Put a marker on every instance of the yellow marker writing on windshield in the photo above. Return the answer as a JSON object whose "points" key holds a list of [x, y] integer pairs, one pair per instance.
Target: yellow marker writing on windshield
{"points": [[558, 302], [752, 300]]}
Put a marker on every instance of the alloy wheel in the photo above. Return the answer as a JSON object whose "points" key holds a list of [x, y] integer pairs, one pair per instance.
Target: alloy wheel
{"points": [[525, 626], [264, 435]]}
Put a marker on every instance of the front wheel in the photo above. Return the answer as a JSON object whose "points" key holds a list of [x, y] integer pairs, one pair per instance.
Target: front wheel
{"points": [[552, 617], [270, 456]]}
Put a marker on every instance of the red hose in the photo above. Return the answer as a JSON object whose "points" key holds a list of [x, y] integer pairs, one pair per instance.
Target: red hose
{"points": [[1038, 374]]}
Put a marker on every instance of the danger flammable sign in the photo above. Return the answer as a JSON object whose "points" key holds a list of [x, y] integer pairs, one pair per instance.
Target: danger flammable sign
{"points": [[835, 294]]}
━━━━━━━━━━━━━━━━
§ REQUIREMENT: Can you convert the items above into a Markdown table with two columns, Row for the line number and Line for the text of each line, skipping any blank lines?

§ TASK OUTPUT:
| Row | Line |
|---|---|
| 1 | Put a marker on every instance of the yellow marker writing on windshield in the photo above. Return the answer as a JSON object whose "points" key holds a list of [x, y] integer pairs, one pair per instance. |
| 2 | Target: yellow marker writing on windshield |
| 3 | {"points": [[558, 302], [752, 300]]} |
| 4 | Put a marker on every instance of the alloy wheel in the photo above. Return the answer as a JSON object whose "points" key holds a list of [x, y] integer pairs, one pair per instance. |
| 5 | Target: alloy wheel |
| 6 | {"points": [[525, 626], [264, 435]]} |
| 7 | Put a marker on every instance of the front wheel in the photo above. Return the answer as a JSON object whose "points" key holds a list of [x, y] integer pairs, one pair per instance. |
| 8 | Target: front wheel |
| 9 | {"points": [[552, 617], [270, 456]]} |
| 10 | Put a marker on every instance of the red hose in the photo above. Return the answer as a JSON object whose "points" key holds a list of [x, y] integer pairs, one pair per instance. |
| 11 | Target: red hose |
| 12 | {"points": [[1038, 374]]} |
| 13 | Put a marker on every instance of the danger flammable sign in the photo above. Return the answer as a JSON object whose "points" key holds a list of [x, y] integer pairs, one pair per instance. |
| 14 | Target: danger flammable sign |
| 15 | {"points": [[835, 294]]} |